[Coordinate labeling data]
- - -

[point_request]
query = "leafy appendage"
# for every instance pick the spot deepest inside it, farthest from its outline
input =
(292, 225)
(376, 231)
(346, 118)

- - -

* [Aim of the task]:
Please repeat every line of the entries above word for word.

* [In response]:
[point_request]
query = "leafy appendage"
# for every instance pick the spot deepest inside it, farthest from its outline
input =
(292, 225)
(376, 231)
(346, 118)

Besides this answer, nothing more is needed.